### WORK INSTRUCTIONS
(A) In the news report on Tim Scott's campaign launch, what distinction does Scott hold in the Senate?
(B) Pick up the news report on Tim Scott's campaign launch after its final sentence and continue it.

### EXTRACT PROVIDED

---------------

NORTH CHARLESTON, S.C. - As he formally declared his candidacy for president at his alma matter in the town where he grew up, Republican Sen. Tim Scott emphasized that "our party and our nation are standing at a time for choosing."
Scott, a rising star in the GOP and the only Black Republican in the Senate, on Monday became the latest contender to officially jump into the burgeoning race for his party's presidential nomination.
"Joe Biden and the radical left are attacking every rung of the ladder that helped me climb," Scott charged. "And that is why I am announcing today that I am running for President of the United States of America."
But the senator is mostly preaching what he described in an interview with Fox News on the eve of his campaign kick off as an "optimistic, positive message anchored in conservatism."
However, the battle to be the 2024 Republican standard-bearer is currently dominated by former President Trump, who is the clear front-runner as he makes his third straight White House run.

---------------

### SOURCE EXCERPT
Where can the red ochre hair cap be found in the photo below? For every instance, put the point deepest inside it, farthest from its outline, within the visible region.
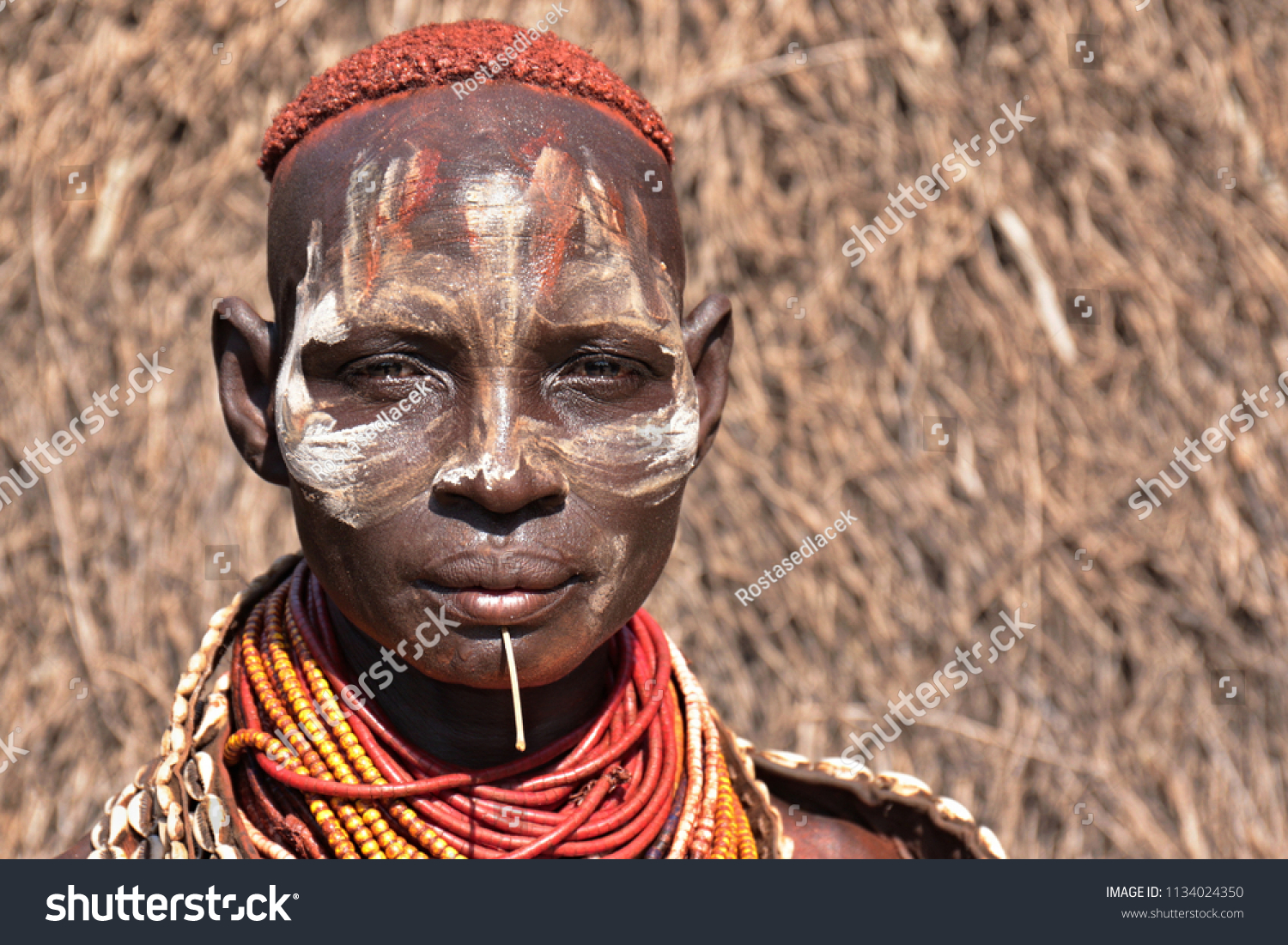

---------------

### RESULTS BY TASK
(A) He is the only Black Republican in the Senate.

(B)
Trump has continued to relitigate his 2020 election loss to President Biden as he repeats his unproven claims that his defeat was due to an election "stolen" through "massive voter fraud." Additionally, the former president’s listing of his many legal grievances have also become a campaign staple this year.
The question Scott faces is whether there's an appetite among Republican presidential primary voters for his optimistic vision.
The senator, however, standing in front of over 2,000 family, friends and supporters, asked "victimhood or victory? Grievance or greatness?"
"I choose freedom and hope and opportunity," Scott stressed as he took a gentle swipe at the former president without mentioning his name.
When asked in a Fox News interview if Republican voters are receptive to his positive message, Scott argued "that voters are thrilled to have a conversation about optimism, a conversation about how to move this country forward together."
"I’m stunned at the hunger for something positive as long as its anchored in conservatism. As long as you have a backbone," he added.
Scott is the living embodiment of his message.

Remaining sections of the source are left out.